• **Work to complete**
Copy the material word for word, starting at the line that contains "[tag] decorative arch" and ending with the line that contains "(704, 1198)", including both of those lines.

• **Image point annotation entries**
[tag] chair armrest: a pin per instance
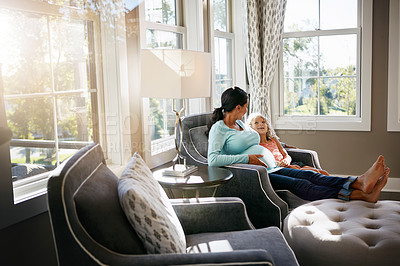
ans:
(239, 257)
(251, 184)
(308, 157)
(199, 215)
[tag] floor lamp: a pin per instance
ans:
(176, 74)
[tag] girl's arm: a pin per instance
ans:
(286, 157)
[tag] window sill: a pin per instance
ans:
(330, 123)
(30, 188)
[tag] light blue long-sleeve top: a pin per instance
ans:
(228, 146)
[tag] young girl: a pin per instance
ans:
(269, 140)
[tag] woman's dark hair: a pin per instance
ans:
(230, 98)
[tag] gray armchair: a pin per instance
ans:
(265, 206)
(90, 227)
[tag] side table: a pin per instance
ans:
(204, 177)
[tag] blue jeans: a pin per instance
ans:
(310, 185)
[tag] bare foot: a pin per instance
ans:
(374, 195)
(366, 182)
(323, 172)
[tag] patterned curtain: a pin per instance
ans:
(264, 30)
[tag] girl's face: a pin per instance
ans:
(242, 110)
(259, 124)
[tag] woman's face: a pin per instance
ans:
(242, 110)
(259, 124)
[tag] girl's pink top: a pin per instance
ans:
(273, 148)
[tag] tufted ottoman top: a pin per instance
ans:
(336, 232)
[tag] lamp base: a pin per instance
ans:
(180, 170)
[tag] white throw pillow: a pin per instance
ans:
(149, 210)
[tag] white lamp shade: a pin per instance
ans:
(173, 73)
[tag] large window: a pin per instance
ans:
(48, 80)
(324, 67)
(223, 48)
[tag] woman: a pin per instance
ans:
(231, 141)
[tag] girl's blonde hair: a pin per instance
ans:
(271, 132)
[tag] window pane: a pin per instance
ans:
(220, 15)
(301, 15)
(70, 54)
(300, 57)
(338, 96)
(73, 118)
(162, 124)
(161, 11)
(300, 96)
(338, 14)
(163, 39)
(31, 121)
(223, 67)
(73, 3)
(338, 55)
(24, 57)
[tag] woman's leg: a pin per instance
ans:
(373, 196)
(302, 187)
(314, 169)
(315, 177)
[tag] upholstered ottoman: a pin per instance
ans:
(335, 232)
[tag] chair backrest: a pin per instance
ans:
(194, 139)
(88, 223)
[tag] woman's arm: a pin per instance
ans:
(286, 157)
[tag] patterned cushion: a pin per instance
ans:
(148, 209)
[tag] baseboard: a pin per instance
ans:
(393, 184)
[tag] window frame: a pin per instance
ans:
(164, 155)
(229, 34)
(362, 120)
(33, 203)
(393, 111)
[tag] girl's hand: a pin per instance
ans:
(253, 159)
(284, 163)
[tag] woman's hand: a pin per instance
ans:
(253, 159)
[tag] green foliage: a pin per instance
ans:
(333, 91)
(157, 119)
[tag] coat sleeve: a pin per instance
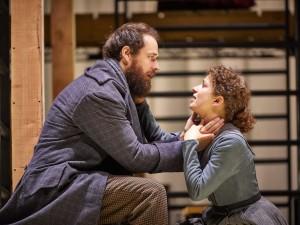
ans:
(151, 128)
(102, 116)
(227, 159)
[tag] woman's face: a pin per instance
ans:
(203, 99)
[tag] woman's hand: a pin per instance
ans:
(204, 134)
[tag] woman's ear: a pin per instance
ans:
(125, 55)
(219, 100)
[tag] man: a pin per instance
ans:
(92, 142)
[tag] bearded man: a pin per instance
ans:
(95, 138)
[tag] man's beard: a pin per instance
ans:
(139, 85)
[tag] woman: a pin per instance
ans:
(225, 172)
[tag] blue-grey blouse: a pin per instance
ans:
(224, 172)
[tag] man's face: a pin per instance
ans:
(203, 98)
(142, 69)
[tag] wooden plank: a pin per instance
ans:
(63, 44)
(27, 59)
(91, 31)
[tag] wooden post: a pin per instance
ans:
(27, 60)
(62, 43)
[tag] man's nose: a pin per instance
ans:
(156, 66)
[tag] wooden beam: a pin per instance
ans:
(63, 44)
(93, 31)
(27, 59)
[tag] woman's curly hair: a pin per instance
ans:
(231, 85)
(129, 34)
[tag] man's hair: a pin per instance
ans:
(129, 34)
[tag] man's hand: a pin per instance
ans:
(204, 134)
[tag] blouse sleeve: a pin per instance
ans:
(228, 157)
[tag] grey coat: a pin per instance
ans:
(91, 130)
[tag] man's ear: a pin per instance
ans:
(218, 100)
(125, 55)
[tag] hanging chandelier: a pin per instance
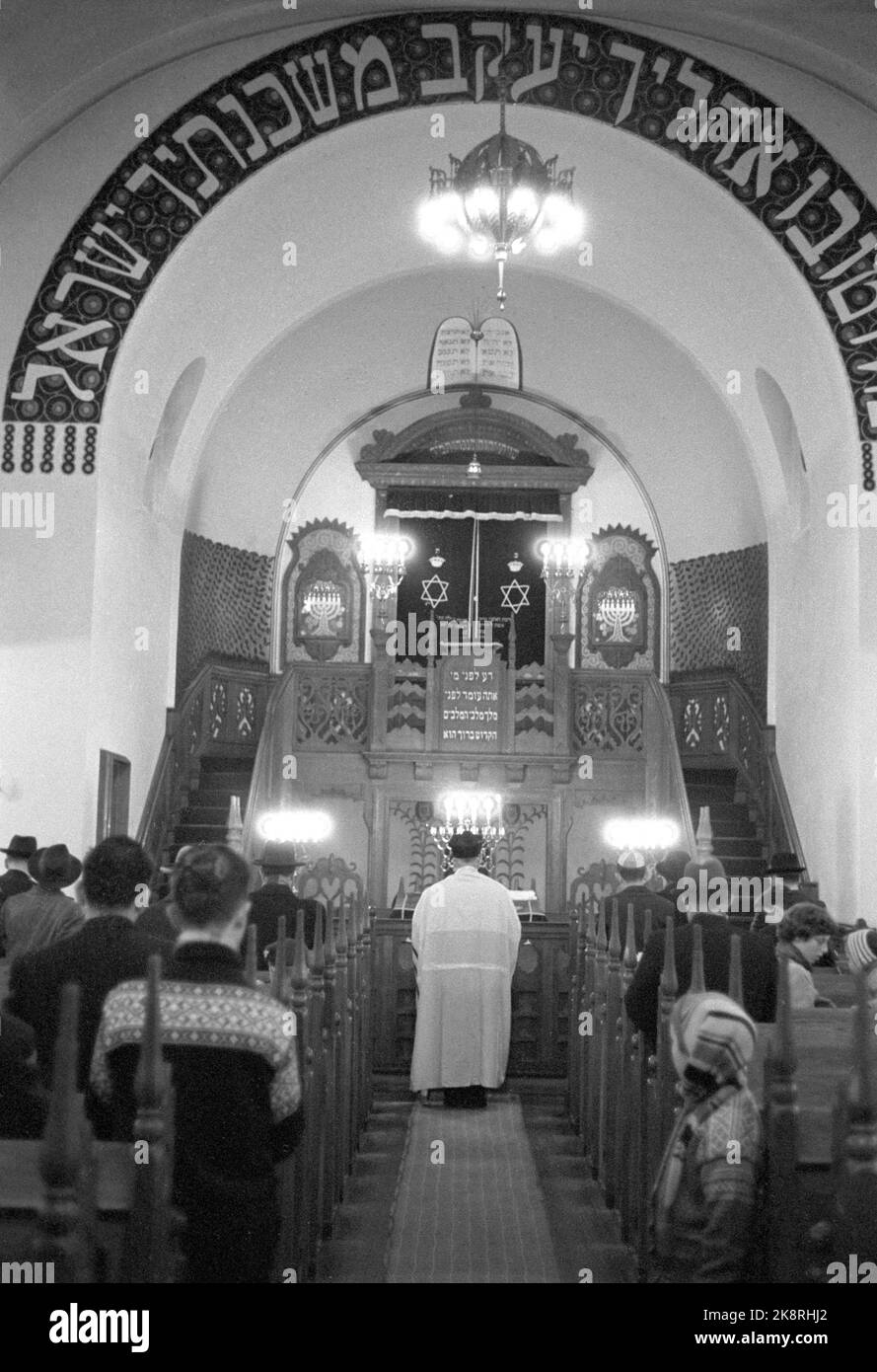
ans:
(472, 811)
(500, 197)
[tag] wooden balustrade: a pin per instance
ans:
(820, 1178)
(99, 1214)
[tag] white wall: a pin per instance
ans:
(45, 703)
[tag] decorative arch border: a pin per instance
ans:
(161, 192)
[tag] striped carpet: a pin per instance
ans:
(469, 1206)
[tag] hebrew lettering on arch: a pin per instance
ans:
(321, 112)
(37, 372)
(757, 158)
(127, 263)
(849, 215)
(839, 303)
(489, 29)
(91, 355)
(444, 85)
(201, 123)
(373, 49)
(231, 105)
(540, 76)
(633, 55)
(268, 81)
(700, 88)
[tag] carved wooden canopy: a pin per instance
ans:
(513, 453)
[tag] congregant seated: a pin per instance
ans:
(235, 1076)
(106, 950)
(633, 892)
(802, 940)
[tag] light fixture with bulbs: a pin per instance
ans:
(499, 199)
(563, 563)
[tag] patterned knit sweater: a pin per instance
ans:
(708, 1237)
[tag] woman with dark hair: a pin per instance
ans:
(235, 1076)
(802, 939)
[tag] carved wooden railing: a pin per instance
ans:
(814, 1075)
(718, 722)
(221, 713)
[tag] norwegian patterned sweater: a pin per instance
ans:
(235, 1070)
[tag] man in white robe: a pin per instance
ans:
(465, 935)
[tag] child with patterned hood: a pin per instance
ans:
(704, 1198)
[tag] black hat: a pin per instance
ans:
(673, 864)
(465, 844)
(53, 868)
(784, 865)
(22, 845)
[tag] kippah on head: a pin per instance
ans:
(861, 949)
(714, 1034)
(711, 866)
(465, 844)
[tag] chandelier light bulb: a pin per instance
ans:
(479, 245)
(524, 206)
(645, 834)
(546, 242)
(295, 826)
(502, 196)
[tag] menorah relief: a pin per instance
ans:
(323, 607)
(617, 615)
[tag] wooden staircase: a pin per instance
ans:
(206, 816)
(736, 841)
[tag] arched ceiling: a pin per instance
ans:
(58, 59)
(595, 65)
(641, 342)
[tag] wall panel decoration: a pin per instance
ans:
(225, 605)
(324, 595)
(620, 602)
(718, 618)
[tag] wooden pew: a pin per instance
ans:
(328, 989)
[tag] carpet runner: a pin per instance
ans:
(469, 1207)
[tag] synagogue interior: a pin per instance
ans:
(422, 424)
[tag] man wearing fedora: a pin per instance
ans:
(41, 915)
(17, 878)
(275, 897)
(106, 950)
(789, 869)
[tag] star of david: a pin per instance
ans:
(521, 595)
(435, 591)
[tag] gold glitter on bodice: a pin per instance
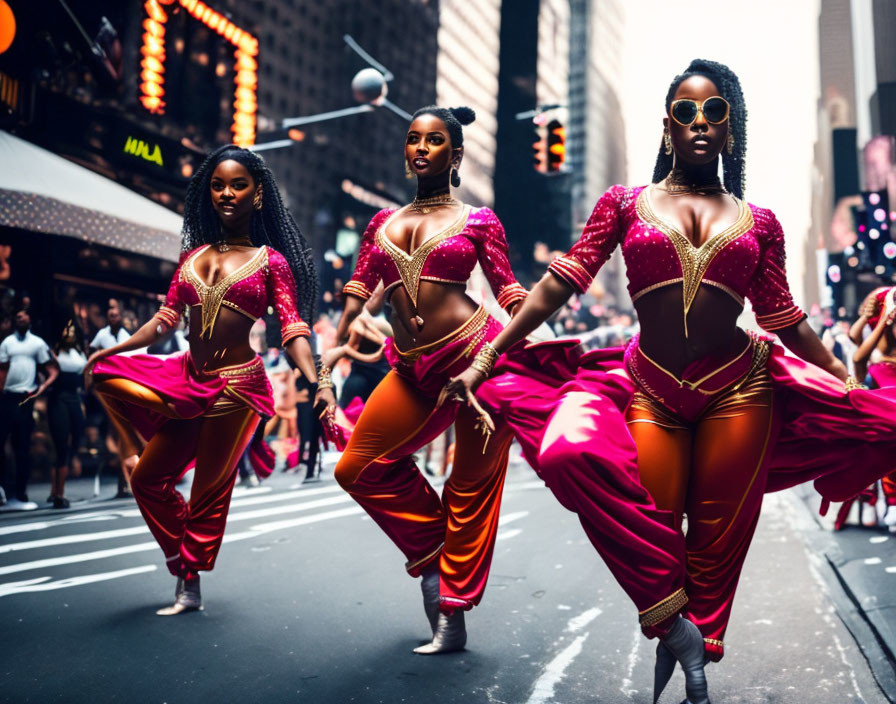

• **Worked answer**
[tag] decorative arch border: a pin per instance
ans:
(161, 192)
[tag] striped carpet: a pin per instance
ans:
(469, 1206)
[tag] hebrew lettering on arch: a pin per instance
ans:
(321, 112)
(37, 372)
(757, 158)
(127, 263)
(849, 215)
(839, 303)
(489, 29)
(91, 355)
(444, 85)
(201, 123)
(373, 49)
(231, 105)
(540, 76)
(633, 55)
(268, 81)
(700, 88)
[tag] carved wooden canopy: a pin per instance
ans:
(513, 453)
[tag] congregant seated: a pin per instance
ans:
(235, 1076)
(106, 950)
(633, 892)
(802, 940)
[tag] light fixture with bulbs: a pin per instance
ans:
(499, 199)
(563, 563)
[tag] patterned knit sweater: a pin per instance
ans:
(708, 1237)
[tag] woman with dark hair: a pin per instance
ans:
(235, 1076)
(802, 939)
[tag] carved wooden railing: a pin per instance
ans:
(814, 1075)
(718, 722)
(221, 713)
[tag] norwegian patterned sweater: a pin per instance
ans:
(235, 1070)
[tag] man in white robe: a pin per instance
ans:
(465, 935)
[tag] child with patterned hood: a pin per instance
ans:
(704, 1198)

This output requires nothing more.